REQUIRED TASK
Repeat the data below word for word, from the line containing "Task: mark each instance of the rear windshield" through the end of the data, leaving the pictures out.

RECORDS SUPPLIED
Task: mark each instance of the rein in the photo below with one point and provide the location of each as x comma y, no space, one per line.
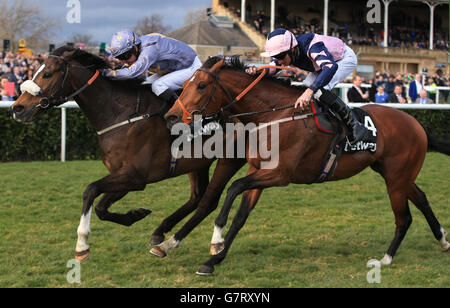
188,116
50,101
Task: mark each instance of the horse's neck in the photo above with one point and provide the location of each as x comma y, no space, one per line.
263,96
101,107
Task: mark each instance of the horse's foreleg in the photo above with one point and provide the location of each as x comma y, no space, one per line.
199,183
114,187
217,241
255,182
118,185
250,198
419,199
222,174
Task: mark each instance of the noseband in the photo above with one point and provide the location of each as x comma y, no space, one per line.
188,116
52,101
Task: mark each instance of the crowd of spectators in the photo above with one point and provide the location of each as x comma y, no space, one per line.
399,88
17,68
384,87
399,36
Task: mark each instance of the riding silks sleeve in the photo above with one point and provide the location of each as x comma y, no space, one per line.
135,70
324,63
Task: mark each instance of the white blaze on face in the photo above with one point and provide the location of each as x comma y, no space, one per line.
30,86
39,71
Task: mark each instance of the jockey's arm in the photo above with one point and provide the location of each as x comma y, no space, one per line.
328,67
135,70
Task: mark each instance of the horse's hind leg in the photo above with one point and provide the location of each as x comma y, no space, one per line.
403,220
132,216
84,230
419,199
199,183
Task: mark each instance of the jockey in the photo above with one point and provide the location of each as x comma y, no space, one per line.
329,62
172,62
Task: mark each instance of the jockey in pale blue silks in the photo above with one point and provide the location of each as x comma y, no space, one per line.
172,62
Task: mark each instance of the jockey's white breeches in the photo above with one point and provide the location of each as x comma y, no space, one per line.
173,81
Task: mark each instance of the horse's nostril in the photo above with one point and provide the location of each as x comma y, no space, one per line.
172,119
18,108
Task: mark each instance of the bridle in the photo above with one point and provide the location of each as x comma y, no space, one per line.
51,101
188,116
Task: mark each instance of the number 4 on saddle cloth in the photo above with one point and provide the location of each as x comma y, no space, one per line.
329,123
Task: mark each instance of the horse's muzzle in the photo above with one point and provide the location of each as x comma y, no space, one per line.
171,120
20,114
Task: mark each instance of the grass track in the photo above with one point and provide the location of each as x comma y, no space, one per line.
299,236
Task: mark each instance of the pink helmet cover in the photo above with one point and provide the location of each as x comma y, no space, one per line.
279,41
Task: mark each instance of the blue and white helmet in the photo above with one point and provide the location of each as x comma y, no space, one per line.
123,41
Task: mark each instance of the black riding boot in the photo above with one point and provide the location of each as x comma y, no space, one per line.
357,130
169,96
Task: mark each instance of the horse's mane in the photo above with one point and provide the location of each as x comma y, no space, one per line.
235,64
95,62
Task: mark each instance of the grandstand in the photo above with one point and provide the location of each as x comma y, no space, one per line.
409,42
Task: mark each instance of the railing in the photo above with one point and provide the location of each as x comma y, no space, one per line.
343,86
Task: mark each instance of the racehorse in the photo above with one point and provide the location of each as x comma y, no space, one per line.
401,147
133,138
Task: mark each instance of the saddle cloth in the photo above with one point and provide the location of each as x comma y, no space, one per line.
328,123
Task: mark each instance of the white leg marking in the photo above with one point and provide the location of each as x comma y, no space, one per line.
444,244
387,260
217,235
170,244
83,232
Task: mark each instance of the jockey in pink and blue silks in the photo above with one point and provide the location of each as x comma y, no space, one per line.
329,62
172,62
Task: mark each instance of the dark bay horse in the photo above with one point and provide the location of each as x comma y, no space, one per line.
135,153
401,148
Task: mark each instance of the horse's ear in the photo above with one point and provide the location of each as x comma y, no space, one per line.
215,69
67,55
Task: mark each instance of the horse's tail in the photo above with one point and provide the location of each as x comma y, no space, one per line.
438,145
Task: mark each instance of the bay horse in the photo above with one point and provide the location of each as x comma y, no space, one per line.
401,148
133,137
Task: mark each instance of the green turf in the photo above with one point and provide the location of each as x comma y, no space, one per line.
298,236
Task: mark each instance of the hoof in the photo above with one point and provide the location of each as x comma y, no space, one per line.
216,248
157,251
82,255
156,240
205,270
143,213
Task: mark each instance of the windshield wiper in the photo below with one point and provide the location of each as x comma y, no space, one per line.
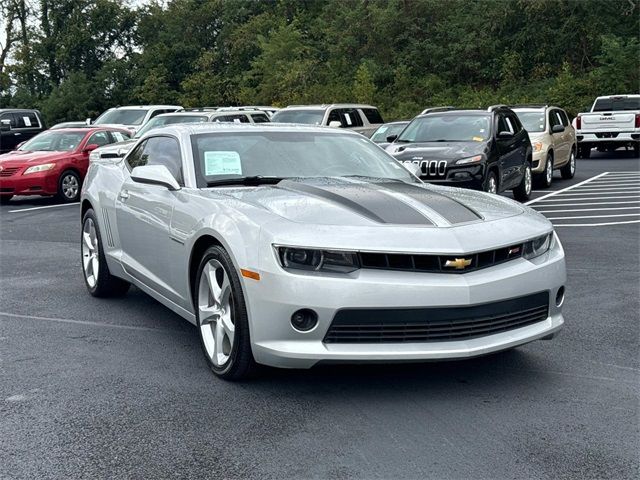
249,181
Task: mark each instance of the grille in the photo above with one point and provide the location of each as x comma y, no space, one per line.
440,263
436,324
7,172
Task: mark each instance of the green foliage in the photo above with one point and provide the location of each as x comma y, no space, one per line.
79,57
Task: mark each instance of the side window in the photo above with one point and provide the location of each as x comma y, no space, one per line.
165,151
10,117
137,157
99,138
260,118
373,115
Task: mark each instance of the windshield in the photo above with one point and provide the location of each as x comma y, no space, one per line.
162,121
309,117
220,156
122,116
53,141
447,128
385,131
616,104
532,121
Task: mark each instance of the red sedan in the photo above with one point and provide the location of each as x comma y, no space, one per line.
53,162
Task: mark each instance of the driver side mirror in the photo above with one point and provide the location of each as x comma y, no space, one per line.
90,148
155,175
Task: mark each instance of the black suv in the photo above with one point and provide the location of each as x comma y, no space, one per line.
17,126
482,149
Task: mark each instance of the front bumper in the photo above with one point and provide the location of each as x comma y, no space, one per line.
41,183
278,294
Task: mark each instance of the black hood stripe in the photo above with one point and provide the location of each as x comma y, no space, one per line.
448,208
361,198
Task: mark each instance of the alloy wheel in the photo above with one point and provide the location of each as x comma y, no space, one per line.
215,312
90,259
70,186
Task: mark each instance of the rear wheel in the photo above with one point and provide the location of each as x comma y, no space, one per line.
523,190
69,186
97,277
569,170
546,178
222,317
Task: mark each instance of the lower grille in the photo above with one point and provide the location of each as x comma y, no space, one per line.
436,324
7,172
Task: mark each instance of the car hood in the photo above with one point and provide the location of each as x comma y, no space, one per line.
371,202
21,157
435,150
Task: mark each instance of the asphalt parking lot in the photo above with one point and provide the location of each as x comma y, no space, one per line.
119,389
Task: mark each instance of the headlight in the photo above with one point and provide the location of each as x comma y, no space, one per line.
318,260
474,159
538,246
39,168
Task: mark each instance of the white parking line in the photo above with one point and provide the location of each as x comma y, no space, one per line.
42,208
556,192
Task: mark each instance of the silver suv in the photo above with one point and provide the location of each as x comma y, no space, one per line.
364,119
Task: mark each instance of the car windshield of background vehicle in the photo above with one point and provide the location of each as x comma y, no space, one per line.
387,130
172,120
532,121
447,128
122,117
53,141
309,117
616,104
222,156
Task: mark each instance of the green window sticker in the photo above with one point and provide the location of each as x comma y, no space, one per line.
222,163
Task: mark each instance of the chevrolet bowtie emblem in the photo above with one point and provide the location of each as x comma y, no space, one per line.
458,263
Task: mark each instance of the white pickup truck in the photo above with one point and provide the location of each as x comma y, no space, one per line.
613,122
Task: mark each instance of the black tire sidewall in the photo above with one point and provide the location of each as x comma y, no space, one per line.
241,358
61,196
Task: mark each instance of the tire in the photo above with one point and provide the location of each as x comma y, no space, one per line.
69,185
523,191
584,152
221,314
491,183
92,257
545,179
569,169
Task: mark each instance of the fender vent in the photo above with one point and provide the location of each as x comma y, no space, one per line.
107,227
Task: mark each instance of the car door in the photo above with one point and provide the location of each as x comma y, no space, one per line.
9,139
508,152
143,215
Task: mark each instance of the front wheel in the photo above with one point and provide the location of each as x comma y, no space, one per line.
97,277
523,190
69,187
222,317
569,169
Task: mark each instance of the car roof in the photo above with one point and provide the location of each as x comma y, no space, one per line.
326,106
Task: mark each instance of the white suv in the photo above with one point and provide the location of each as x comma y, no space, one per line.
364,119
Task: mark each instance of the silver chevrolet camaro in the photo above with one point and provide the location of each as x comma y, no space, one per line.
289,245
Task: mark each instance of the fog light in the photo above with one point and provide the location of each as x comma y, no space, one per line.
560,297
304,319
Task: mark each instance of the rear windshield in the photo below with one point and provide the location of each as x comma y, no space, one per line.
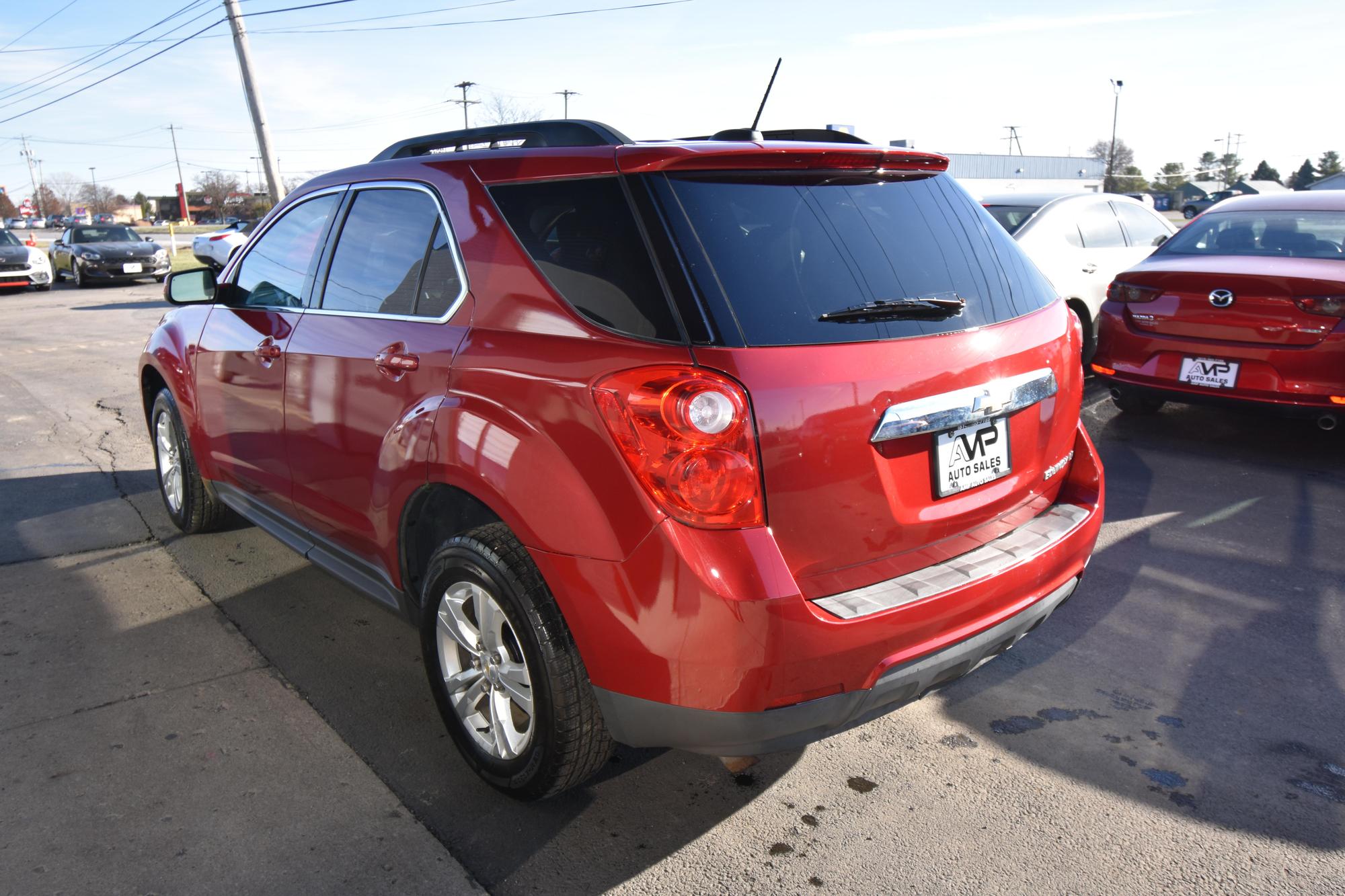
1012,217
1299,235
775,253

WRITTEN SOLUTION
Task: mark each instance of the rear windshield in the photo below with one point and provide the location of each as x comma y, no space, one per line.
1012,217
1299,235
775,253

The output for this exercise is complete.